Top of Data
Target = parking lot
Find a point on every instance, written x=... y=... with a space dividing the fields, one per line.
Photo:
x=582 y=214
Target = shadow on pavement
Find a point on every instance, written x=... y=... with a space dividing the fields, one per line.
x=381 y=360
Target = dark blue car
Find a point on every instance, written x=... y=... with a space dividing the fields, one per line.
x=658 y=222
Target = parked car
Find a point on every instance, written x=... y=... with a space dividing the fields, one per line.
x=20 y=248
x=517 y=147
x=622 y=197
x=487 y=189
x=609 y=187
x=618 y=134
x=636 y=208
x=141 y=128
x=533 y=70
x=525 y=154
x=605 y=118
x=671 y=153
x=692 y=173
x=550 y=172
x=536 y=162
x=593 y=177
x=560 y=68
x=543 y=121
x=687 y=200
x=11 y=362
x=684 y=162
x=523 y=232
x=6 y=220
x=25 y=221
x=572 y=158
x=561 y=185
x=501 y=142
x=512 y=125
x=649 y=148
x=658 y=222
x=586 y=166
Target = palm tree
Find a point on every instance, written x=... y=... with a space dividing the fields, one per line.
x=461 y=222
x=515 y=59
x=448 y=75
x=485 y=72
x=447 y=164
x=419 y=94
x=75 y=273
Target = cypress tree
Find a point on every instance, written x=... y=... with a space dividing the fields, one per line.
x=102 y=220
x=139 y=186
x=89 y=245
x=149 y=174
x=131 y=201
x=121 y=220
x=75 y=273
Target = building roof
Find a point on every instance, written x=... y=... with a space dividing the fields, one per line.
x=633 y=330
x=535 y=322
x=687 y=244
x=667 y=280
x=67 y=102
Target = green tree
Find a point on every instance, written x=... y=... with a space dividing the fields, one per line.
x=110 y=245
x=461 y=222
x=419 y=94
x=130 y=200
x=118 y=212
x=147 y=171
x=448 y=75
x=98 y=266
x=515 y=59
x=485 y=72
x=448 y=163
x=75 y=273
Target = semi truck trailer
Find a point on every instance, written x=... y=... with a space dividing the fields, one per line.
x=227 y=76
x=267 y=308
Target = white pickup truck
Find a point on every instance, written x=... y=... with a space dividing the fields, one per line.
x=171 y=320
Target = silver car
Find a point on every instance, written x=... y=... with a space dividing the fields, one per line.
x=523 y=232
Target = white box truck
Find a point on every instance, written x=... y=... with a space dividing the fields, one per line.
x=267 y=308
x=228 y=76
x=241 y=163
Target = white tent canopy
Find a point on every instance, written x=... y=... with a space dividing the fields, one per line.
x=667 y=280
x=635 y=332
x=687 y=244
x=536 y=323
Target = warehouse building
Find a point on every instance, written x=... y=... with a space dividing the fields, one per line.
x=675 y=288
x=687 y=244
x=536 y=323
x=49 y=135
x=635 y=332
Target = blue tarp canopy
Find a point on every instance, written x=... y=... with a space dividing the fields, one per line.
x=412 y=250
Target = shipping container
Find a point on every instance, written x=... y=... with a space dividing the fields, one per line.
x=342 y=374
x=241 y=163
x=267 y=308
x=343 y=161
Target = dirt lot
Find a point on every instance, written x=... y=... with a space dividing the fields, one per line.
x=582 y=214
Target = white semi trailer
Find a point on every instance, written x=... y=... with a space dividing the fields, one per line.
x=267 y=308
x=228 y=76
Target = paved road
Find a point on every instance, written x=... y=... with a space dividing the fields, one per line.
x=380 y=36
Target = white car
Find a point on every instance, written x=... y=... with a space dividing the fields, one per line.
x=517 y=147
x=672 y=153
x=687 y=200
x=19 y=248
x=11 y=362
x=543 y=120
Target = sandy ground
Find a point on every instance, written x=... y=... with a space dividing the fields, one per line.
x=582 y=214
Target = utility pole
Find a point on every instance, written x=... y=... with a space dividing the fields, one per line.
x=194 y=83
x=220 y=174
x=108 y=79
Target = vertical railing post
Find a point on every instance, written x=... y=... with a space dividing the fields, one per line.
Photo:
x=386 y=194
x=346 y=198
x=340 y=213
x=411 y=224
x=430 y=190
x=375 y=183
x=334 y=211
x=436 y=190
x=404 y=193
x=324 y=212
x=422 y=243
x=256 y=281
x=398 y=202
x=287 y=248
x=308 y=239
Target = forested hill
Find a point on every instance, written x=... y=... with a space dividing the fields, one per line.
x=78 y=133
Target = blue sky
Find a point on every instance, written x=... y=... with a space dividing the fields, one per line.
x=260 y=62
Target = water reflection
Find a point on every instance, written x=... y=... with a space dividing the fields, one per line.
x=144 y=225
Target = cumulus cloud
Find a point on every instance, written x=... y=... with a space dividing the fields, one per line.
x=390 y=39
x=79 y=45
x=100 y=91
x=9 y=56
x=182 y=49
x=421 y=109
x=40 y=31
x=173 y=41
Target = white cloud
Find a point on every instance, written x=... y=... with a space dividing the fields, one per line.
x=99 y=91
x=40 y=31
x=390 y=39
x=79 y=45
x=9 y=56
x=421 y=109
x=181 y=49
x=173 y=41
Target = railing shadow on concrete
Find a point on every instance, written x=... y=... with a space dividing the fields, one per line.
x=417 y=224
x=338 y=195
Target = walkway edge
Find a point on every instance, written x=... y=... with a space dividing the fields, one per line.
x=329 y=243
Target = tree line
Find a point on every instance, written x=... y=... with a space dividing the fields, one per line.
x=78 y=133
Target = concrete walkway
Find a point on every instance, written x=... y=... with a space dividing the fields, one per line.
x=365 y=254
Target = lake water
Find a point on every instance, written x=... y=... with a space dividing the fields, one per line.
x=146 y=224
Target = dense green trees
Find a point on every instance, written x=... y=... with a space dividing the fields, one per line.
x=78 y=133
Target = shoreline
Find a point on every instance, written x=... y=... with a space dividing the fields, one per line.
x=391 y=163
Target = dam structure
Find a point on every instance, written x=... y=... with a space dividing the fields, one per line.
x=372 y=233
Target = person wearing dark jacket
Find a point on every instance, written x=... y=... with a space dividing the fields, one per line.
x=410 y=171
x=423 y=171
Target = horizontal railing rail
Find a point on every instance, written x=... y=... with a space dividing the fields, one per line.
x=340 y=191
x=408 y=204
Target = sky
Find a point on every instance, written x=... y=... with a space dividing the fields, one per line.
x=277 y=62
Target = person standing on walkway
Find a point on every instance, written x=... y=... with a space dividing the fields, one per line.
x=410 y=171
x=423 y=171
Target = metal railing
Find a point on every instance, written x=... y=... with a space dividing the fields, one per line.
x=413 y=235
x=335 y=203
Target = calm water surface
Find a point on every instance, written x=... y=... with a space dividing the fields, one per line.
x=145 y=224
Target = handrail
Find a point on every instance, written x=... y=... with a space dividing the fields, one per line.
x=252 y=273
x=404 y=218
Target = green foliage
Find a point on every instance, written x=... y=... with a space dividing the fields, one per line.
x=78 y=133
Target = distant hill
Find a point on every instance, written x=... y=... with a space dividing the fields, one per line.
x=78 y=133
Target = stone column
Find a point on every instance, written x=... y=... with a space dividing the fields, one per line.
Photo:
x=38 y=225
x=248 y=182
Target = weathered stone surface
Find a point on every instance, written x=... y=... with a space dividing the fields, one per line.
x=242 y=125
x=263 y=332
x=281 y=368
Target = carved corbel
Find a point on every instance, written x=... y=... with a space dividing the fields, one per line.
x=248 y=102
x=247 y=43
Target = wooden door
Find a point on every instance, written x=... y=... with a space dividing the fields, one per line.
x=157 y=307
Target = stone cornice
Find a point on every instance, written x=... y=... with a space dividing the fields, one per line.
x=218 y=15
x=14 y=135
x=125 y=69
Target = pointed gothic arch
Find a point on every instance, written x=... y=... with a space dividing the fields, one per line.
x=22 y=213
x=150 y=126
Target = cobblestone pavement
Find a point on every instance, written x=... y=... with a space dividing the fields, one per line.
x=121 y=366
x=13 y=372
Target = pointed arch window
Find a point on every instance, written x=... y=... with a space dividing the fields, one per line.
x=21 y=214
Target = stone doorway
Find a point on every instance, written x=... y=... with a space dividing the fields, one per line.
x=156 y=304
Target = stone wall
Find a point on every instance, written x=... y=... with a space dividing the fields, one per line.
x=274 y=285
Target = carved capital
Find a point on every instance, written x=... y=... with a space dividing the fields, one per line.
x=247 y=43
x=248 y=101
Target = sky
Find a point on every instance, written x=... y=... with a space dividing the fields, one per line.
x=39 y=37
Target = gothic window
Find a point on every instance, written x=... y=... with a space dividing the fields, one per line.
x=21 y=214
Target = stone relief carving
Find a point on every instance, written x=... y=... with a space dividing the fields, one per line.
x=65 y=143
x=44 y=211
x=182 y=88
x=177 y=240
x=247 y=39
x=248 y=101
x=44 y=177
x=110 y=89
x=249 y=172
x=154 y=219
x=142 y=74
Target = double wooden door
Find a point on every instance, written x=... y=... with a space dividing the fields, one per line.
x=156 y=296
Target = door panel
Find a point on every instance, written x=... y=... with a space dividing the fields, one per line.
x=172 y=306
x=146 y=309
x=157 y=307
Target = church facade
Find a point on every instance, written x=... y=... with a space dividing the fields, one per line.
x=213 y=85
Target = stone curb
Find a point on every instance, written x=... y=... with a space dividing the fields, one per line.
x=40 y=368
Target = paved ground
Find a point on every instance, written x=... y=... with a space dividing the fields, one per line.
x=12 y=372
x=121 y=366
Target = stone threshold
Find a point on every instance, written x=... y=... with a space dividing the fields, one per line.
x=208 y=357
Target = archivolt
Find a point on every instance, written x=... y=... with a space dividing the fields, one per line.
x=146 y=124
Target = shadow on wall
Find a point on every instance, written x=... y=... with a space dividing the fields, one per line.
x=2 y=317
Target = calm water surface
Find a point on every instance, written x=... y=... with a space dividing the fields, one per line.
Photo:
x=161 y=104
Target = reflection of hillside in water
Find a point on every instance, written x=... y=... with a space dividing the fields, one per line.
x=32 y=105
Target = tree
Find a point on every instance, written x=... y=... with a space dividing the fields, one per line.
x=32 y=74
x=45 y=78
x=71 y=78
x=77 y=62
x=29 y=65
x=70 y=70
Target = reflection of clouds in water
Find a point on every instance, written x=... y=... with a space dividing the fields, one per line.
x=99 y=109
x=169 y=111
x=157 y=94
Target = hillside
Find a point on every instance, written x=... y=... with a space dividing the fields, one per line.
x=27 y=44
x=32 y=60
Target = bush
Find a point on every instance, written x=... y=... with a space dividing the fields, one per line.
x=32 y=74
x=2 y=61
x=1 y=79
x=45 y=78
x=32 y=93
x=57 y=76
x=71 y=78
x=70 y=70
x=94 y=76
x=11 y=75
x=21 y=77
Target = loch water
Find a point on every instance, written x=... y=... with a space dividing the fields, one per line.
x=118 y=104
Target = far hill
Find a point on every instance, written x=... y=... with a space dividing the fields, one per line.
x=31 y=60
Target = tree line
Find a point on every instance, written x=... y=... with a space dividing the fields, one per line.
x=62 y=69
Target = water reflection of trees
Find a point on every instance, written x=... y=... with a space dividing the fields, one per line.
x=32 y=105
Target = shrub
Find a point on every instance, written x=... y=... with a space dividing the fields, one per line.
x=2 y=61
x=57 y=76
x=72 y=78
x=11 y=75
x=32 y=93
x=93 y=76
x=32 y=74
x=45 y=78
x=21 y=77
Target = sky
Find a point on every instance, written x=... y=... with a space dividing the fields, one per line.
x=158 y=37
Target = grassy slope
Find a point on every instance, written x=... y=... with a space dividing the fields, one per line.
Bottom of Data
(Exercise brief): Starting at the line above that contains "Target = double wooden door", write out each line exactly until the line that contains "Target = shadow on wall" has been written, and stop there.

(Written answer):
Target = double wooden door
Find a point on every instance, written x=... y=... with a space dividing the fields, one per line.
x=156 y=296
Target = door panel
Find a point on every instance, written x=... y=... with a space dividing the fields, one per line.
x=172 y=306
x=146 y=309
x=157 y=307
Target = church facade
Find a point on every instance, written x=... y=... with a space dividing the fields, one per line.
x=213 y=85
Target = stone curb
Find a point on every instance, written x=... y=... with a space dividing the fields, one per line.
x=40 y=368
Target = paved ground
Find a point on every instance, written x=... y=... with a space dividing the fields, one per line.
x=12 y=372
x=121 y=366
Target = stone threshold
Find a point on every instance, written x=... y=... with a space dividing the fields, one per line.
x=208 y=357
Target = archivolt
Find a point on every instance, written x=... y=... with a space dividing the fields, one per line.
x=146 y=124
Target = shadow on wall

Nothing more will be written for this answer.